■ Tarea 1 ■
Identifica y copia cada línea de los registros que contenga la palabra "dirt", distinguiendo entre mayúsculas y minúsculas.

■ Extracto de origen ■

TANZANIA | ZANZÍBAR

Tras pasar dos inolvidables semanas en el Norte de Tanzania descendí en dirección sureste, arrinconado en el asiento roto de un abarrotado autobús local, y rodeado de animales domésticos y bebés llorones. Buscaba la costa, hacia Dar es Salaam, capital de Tanzania. Mi plan era embarcar en un ferry que me llevase a Zanzíbar.

Dar es Salaam tiene poco que ofrecer al viajero, como suele ocurrir en las capitales de países poco desarrollados. Desordenada, sucia, incómoda y ruidosa. En la universidad me dejaron utilizar un ordenador para escribir este texto. Me llamó la atención que la numerosa población de origen hindú parece tratar con cierta altivez a los nativos africanos, y es propietaria de muchas empresas y comercios. Una situación parecida la había visto en las islas Fiyi. En un céntrico café me abordó un tanzano hindú bien vestido, con aspecto blando y  desagradable, y me rogó que le disculpase por su franqueza pero que yo le ponía cachondo y le encantaría conocerme mejor.

Zanzíbar es una isla llena de magia en la que el tiempo se ha detenido y donde conviven armoniosamente una multitud de etnias llegadas de diversos lugares del Océano Indico. El bagaje histórico de esta isla es apasionante, resultado de su pasado como centro del comercio de esclavos y mayor exportador mundial de algunas especias.

Si en el Norte de Tanzania lo interesante fue la fauna y la naturaleza, en Zanzíbar ha sido su gente y sus paradisíacas y tranquilas playas. Pasé varios días en la playa de Jambiani, en la costa Este, en compañía de tres finlandesas, una inglesa y dos americanas. Desde luego, Zanzíbar es el lugar perfecto para una romántica luna de miel: la ciudad antigua y sus callejuelas conservan su vieja fisonomía, ambiente y olores. La población local es amable y aún no está demasiado maleada por el turismo. Todo queda cerca y los precios son muy razonables. Existe suficiente infraestructura hostelera para atender los caprichos de turistas y mochileros. Pero lo mejor son las larguísimas playas de la costa Este, de fina arena blanca, un mar turquesa y cabañas para todos los gustos. Un magnífico lugar para desconectar y relajarse.

■ Registros dados ■
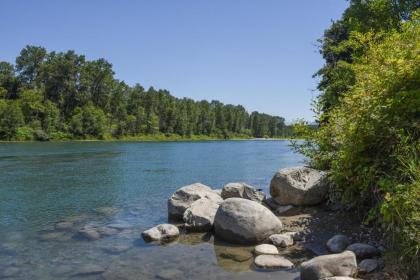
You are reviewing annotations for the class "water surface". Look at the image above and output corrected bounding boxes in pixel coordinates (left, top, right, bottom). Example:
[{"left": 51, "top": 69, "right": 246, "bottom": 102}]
[{"left": 0, "top": 141, "right": 302, "bottom": 279}]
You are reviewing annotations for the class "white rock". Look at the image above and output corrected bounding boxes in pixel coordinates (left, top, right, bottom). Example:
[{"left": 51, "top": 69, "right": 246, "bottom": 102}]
[
  {"left": 269, "top": 233, "right": 293, "bottom": 248},
  {"left": 214, "top": 198, "right": 282, "bottom": 244},
  {"left": 254, "top": 244, "right": 279, "bottom": 256},
  {"left": 184, "top": 198, "right": 219, "bottom": 232},
  {"left": 254, "top": 255, "right": 293, "bottom": 269},
  {"left": 141, "top": 224, "right": 179, "bottom": 242},
  {"left": 221, "top": 183, "right": 265, "bottom": 203},
  {"left": 270, "top": 167, "right": 328, "bottom": 205}
]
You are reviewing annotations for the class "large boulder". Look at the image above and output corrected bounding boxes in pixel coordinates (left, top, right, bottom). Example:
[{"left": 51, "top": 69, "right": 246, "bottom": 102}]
[
  {"left": 221, "top": 183, "right": 265, "bottom": 203},
  {"left": 214, "top": 198, "right": 282, "bottom": 244},
  {"left": 168, "top": 183, "right": 223, "bottom": 221},
  {"left": 300, "top": 251, "right": 357, "bottom": 280},
  {"left": 346, "top": 243, "right": 381, "bottom": 260},
  {"left": 184, "top": 198, "right": 219, "bottom": 232},
  {"left": 270, "top": 167, "right": 328, "bottom": 206},
  {"left": 141, "top": 224, "right": 179, "bottom": 242}
]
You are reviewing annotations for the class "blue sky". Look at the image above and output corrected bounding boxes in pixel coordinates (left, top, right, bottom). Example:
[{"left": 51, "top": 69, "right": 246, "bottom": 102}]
[{"left": 0, "top": 0, "right": 347, "bottom": 121}]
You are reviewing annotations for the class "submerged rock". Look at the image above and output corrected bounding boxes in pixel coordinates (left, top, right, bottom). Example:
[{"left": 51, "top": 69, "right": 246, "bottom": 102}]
[
  {"left": 168, "top": 183, "right": 223, "bottom": 221},
  {"left": 184, "top": 198, "right": 219, "bottom": 232},
  {"left": 214, "top": 198, "right": 282, "bottom": 244},
  {"left": 346, "top": 243, "right": 381, "bottom": 260},
  {"left": 254, "top": 255, "right": 293, "bottom": 269},
  {"left": 359, "top": 259, "right": 379, "bottom": 273},
  {"left": 270, "top": 167, "right": 328, "bottom": 205},
  {"left": 269, "top": 233, "right": 294, "bottom": 248},
  {"left": 300, "top": 251, "right": 357, "bottom": 280},
  {"left": 221, "top": 183, "right": 265, "bottom": 203},
  {"left": 327, "top": 234, "right": 350, "bottom": 253},
  {"left": 141, "top": 224, "right": 179, "bottom": 242},
  {"left": 254, "top": 244, "right": 279, "bottom": 256}
]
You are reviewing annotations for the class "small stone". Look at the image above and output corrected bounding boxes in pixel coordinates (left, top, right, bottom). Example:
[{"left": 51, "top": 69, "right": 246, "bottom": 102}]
[
  {"left": 102, "top": 245, "right": 131, "bottom": 255},
  {"left": 78, "top": 226, "right": 101, "bottom": 241},
  {"left": 346, "top": 243, "right": 381, "bottom": 260},
  {"left": 254, "top": 255, "right": 293, "bottom": 269},
  {"left": 108, "top": 221, "right": 133, "bottom": 229},
  {"left": 73, "top": 264, "right": 105, "bottom": 276},
  {"left": 55, "top": 221, "right": 74, "bottom": 230},
  {"left": 359, "top": 259, "right": 378, "bottom": 273},
  {"left": 327, "top": 234, "right": 350, "bottom": 253},
  {"left": 141, "top": 224, "right": 179, "bottom": 242},
  {"left": 268, "top": 233, "right": 293, "bottom": 248},
  {"left": 156, "top": 268, "right": 184, "bottom": 280},
  {"left": 0, "top": 267, "right": 20, "bottom": 278},
  {"left": 254, "top": 244, "right": 279, "bottom": 256}
]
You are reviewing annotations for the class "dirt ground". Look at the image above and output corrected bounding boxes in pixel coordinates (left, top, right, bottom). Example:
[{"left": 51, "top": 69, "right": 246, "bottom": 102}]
[{"left": 279, "top": 206, "right": 407, "bottom": 280}]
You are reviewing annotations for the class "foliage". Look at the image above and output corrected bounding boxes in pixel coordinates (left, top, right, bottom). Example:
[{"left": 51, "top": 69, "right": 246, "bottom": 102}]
[
  {"left": 0, "top": 46, "right": 291, "bottom": 140},
  {"left": 295, "top": 0, "right": 420, "bottom": 273}
]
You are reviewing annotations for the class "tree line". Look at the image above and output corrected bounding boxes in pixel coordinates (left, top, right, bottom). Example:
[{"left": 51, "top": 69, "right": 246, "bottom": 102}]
[
  {"left": 295, "top": 0, "right": 420, "bottom": 279},
  {"left": 0, "top": 46, "right": 291, "bottom": 140}
]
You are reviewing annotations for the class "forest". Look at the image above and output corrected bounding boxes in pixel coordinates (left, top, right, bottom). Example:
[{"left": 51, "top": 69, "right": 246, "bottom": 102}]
[
  {"left": 294, "top": 0, "right": 420, "bottom": 279},
  {"left": 0, "top": 46, "right": 291, "bottom": 141}
]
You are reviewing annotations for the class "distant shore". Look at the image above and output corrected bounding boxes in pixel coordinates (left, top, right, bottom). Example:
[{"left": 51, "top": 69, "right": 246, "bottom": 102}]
[{"left": 0, "top": 134, "right": 296, "bottom": 143}]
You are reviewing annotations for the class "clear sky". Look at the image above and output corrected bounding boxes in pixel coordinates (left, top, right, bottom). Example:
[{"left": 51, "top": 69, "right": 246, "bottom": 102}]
[{"left": 0, "top": 0, "right": 347, "bottom": 121}]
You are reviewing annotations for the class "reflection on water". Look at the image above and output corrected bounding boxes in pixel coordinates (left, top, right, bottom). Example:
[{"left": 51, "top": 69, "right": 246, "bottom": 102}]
[{"left": 0, "top": 141, "right": 302, "bottom": 279}]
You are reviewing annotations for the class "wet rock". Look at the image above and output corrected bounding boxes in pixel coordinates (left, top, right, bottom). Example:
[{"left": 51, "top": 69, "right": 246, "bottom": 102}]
[
  {"left": 77, "top": 225, "right": 101, "bottom": 241},
  {"left": 300, "top": 251, "right": 357, "bottom": 280},
  {"left": 269, "top": 233, "right": 293, "bottom": 248},
  {"left": 73, "top": 264, "right": 105, "bottom": 276},
  {"left": 108, "top": 221, "right": 133, "bottom": 230},
  {"left": 346, "top": 243, "right": 381, "bottom": 260},
  {"left": 254, "top": 255, "right": 293, "bottom": 269},
  {"left": 270, "top": 167, "right": 329, "bottom": 205},
  {"left": 39, "top": 231, "right": 71, "bottom": 241},
  {"left": 254, "top": 244, "right": 279, "bottom": 256},
  {"left": 102, "top": 244, "right": 131, "bottom": 255},
  {"left": 359, "top": 259, "right": 379, "bottom": 273},
  {"left": 141, "top": 224, "right": 179, "bottom": 242},
  {"left": 215, "top": 246, "right": 252, "bottom": 262},
  {"left": 168, "top": 183, "right": 223, "bottom": 221},
  {"left": 156, "top": 268, "right": 184, "bottom": 280},
  {"left": 0, "top": 267, "right": 20, "bottom": 278},
  {"left": 221, "top": 183, "right": 265, "bottom": 203},
  {"left": 55, "top": 221, "right": 74, "bottom": 230},
  {"left": 95, "top": 207, "right": 118, "bottom": 216},
  {"left": 214, "top": 198, "right": 282, "bottom": 244},
  {"left": 96, "top": 226, "right": 119, "bottom": 236},
  {"left": 184, "top": 198, "right": 219, "bottom": 232},
  {"left": 327, "top": 234, "right": 350, "bottom": 253}
]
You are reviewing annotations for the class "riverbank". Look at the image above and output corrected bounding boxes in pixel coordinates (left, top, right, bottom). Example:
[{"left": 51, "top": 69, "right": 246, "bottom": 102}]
[{"left": 0, "top": 134, "right": 296, "bottom": 143}]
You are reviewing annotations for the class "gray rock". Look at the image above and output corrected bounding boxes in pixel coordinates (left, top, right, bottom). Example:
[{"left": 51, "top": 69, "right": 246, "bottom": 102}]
[
  {"left": 214, "top": 198, "right": 282, "bottom": 244},
  {"left": 254, "top": 244, "right": 279, "bottom": 256},
  {"left": 300, "top": 251, "right": 357, "bottom": 280},
  {"left": 55, "top": 221, "right": 74, "bottom": 230},
  {"left": 168, "top": 183, "right": 223, "bottom": 221},
  {"left": 346, "top": 243, "right": 381, "bottom": 260},
  {"left": 184, "top": 198, "right": 219, "bottom": 232},
  {"left": 221, "top": 183, "right": 265, "bottom": 203},
  {"left": 270, "top": 167, "right": 328, "bottom": 205},
  {"left": 269, "top": 233, "right": 293, "bottom": 248},
  {"left": 254, "top": 255, "right": 293, "bottom": 269},
  {"left": 73, "top": 264, "right": 105, "bottom": 276},
  {"left": 141, "top": 224, "right": 179, "bottom": 242},
  {"left": 327, "top": 234, "right": 350, "bottom": 253},
  {"left": 359, "top": 259, "right": 379, "bottom": 273},
  {"left": 78, "top": 225, "right": 101, "bottom": 241}
]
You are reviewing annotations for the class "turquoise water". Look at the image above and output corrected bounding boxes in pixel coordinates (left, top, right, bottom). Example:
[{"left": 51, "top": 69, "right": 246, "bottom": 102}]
[{"left": 0, "top": 141, "right": 302, "bottom": 279}]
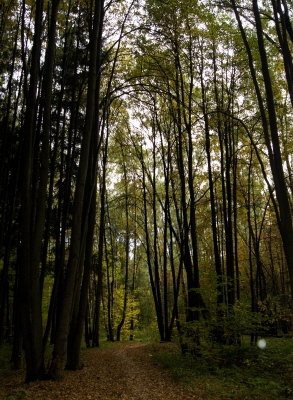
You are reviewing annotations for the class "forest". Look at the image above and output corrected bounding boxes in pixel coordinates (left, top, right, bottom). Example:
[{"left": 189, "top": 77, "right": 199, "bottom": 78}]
[{"left": 0, "top": 0, "right": 293, "bottom": 383}]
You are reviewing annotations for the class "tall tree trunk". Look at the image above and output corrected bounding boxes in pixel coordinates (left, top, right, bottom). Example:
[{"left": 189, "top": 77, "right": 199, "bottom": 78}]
[{"left": 48, "top": 0, "right": 104, "bottom": 379}]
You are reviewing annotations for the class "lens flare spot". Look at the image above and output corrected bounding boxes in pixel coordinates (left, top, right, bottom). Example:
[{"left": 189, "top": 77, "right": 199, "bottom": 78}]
[{"left": 257, "top": 339, "right": 267, "bottom": 349}]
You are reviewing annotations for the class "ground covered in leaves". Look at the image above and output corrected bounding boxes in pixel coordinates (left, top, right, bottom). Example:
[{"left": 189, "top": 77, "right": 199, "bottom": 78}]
[{"left": 0, "top": 342, "right": 202, "bottom": 400}]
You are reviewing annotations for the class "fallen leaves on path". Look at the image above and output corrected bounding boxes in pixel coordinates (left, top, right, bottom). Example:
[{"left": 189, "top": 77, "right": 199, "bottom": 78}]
[{"left": 0, "top": 343, "right": 201, "bottom": 400}]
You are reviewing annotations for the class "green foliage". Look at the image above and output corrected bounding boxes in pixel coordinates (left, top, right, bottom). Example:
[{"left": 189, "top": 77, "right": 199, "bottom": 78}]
[{"left": 155, "top": 338, "right": 293, "bottom": 400}]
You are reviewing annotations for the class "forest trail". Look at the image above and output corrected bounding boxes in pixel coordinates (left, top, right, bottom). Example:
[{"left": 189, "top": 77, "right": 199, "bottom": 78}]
[{"left": 0, "top": 343, "right": 202, "bottom": 400}]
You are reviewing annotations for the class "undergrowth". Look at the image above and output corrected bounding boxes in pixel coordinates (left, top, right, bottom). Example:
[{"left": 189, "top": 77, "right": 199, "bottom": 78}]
[{"left": 155, "top": 338, "right": 293, "bottom": 400}]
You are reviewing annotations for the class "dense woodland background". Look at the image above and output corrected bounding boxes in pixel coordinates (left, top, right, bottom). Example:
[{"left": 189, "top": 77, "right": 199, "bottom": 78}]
[{"left": 0, "top": 0, "right": 293, "bottom": 382}]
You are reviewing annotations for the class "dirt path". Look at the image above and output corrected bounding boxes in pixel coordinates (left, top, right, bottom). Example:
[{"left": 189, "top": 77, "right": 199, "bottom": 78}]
[{"left": 0, "top": 343, "right": 201, "bottom": 400}]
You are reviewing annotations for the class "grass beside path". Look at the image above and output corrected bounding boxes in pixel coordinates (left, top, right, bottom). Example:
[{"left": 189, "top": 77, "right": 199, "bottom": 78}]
[{"left": 155, "top": 337, "right": 293, "bottom": 400}]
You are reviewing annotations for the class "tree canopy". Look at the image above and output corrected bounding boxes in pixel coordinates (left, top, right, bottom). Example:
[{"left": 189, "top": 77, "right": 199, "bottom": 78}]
[{"left": 0, "top": 0, "right": 293, "bottom": 382}]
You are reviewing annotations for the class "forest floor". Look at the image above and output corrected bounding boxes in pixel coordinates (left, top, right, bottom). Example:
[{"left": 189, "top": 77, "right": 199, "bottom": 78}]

■ Tarea 2 ■
Devuelve sin cambios el fragmento del texto sobre Zanzíbar que empieza en "Tras pasar dos" y termina en "llevase a Zanzíbar.".

■ Resultado 1 ■
You are reviewing annotations for the class "dirt ground". Look at the image above and output corrected bounding boxes in pixel coordinates (left, top, right, bottom). Example:
You are reviewing annotations for the class "dirt path". Look at the image above and output corrected bounding boxes in pixel coordinates (left, top, right, bottom). Example:

■ Resultado 2 ■
Tras pasar dos inolvidables semanas en el Norte de Tanzania descendí en dirección sureste, arrinconado en el asiento roto de un abarrotado autobús local, y rodeado de animales domésticos y bebés llorones. Buscaba la costa, hacia Dar es Salaam, capital de Tanzania. Mi plan era embarcar en un ferry que me llevase a Zanzíbar.